** Instructions to follow **
Please write the next part of the biostatistics text below, starting after its last sentence.

Biostatistics
Why and how do diseases actually arise? What methods can we use to discover factors that affect patient survival after a stroke? Is pain measurable? Surveying and modelling the origin and treatment of diseases are common research areas for clinical and biomedical scientists. Biostatistics, the discipline involving application of statistical methods in medicine and biology, is a powerful tool in answering scientific questions.
Biostatistics are also numerical descriptions of data on humans and other living organisms. Our research group’s members have experience and knowledge of statistical, mathematical and epidemiological methodology, and are keenly interested in medical and biological research areas. In our work, we explore ways of applying data, through innovative use of statistical and epidemiological methods, to describe reality and forecast the future.
Our research areas
Our research focuses on statistical and epidemiological methods, and is directly prompted by and based on medical and health science research problems. For example:
- How are quality of life, depression, pain and tiredness measured? These examples of health outcomes or conditions cannot be measured in a traditional sense like height, weight or blood pressure. For this type of variable (known as categorical or ordinal), special statistical methods are required.
- How do diseases or hazardous substances spread? Spatio-temporal methods are used to investigate their distribution in space and time.
- How are smoking and lung cancer, or obesity and cardiovascular disease, connected? Experimentation is not a feasible study method; instead, researchers attempt to observe associations. Knowing whether an observed connection is causal, or can be explained by factors other than those studied by the researchers, may be difficult. Modern approaches are known as causal inference.

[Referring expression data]

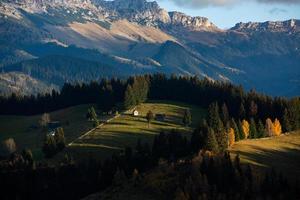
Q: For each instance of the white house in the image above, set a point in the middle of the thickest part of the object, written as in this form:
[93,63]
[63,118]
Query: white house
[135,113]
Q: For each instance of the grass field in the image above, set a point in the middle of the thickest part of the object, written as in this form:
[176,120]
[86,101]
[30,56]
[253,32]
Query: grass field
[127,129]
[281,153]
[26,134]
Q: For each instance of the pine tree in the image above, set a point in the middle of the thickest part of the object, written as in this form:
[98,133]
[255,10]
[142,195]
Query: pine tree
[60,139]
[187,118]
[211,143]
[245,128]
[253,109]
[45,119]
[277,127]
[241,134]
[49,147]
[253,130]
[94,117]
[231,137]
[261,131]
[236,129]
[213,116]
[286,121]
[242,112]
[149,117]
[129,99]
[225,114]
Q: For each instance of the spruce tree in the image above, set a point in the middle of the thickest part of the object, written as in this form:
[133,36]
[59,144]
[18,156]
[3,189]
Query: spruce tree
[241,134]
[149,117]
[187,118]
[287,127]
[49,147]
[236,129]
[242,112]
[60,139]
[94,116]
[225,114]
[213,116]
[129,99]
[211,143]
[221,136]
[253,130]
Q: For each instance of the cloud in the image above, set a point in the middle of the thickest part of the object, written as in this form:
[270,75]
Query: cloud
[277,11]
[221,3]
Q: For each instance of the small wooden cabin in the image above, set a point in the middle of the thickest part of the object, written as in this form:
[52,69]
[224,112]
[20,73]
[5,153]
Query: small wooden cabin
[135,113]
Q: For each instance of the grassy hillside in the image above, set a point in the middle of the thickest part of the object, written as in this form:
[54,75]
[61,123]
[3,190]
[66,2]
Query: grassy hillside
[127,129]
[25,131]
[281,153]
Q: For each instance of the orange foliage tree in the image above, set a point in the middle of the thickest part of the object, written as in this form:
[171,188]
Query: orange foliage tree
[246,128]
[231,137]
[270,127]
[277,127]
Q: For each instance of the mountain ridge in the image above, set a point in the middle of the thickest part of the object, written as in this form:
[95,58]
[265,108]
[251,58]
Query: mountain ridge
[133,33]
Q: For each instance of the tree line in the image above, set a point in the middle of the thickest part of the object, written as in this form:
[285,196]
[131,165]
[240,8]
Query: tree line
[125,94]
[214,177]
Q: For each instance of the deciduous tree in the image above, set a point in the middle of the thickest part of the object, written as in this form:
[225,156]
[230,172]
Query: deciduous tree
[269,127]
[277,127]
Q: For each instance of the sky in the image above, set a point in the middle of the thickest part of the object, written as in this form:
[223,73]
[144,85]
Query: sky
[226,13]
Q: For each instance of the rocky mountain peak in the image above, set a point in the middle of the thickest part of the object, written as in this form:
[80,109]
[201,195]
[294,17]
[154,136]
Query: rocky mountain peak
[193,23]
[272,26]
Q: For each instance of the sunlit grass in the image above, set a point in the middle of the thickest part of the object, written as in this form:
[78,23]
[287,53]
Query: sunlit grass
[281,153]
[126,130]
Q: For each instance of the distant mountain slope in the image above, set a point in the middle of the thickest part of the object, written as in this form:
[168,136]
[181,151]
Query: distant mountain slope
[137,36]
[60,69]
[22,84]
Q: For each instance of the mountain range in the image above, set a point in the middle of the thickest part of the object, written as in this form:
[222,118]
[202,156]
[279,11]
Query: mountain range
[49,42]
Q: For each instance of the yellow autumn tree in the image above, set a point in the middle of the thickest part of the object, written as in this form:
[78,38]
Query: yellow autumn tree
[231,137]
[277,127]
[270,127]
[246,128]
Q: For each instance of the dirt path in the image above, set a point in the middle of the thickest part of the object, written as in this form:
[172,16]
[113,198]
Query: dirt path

** Task output **
Our research group hopes to help achieve better conditions and opportunities for high-quality applied research. Further examples of our focus areas in medicine and health science:
- Causes and treatment of long-term or chronic pain.
- Burnout: background and treatment.
- Risk factors with joint effects in cardiovascular disease.
- Factors that help cancer survivors cope well with everyday life.
- Using quality registers in healthcare, identifying factors that promote patient recovery and matching individuals with treatments that are expected to be most efficacious and have the least side effects.
Close connection between research and education
There is close cooperation between the Institute’s research and our education and training, in which many of our researchers too are involved. They supervise doctoral students and teach on our regular programmes, freestanding courses and vocational care programmes within Sahlgrenska Academy.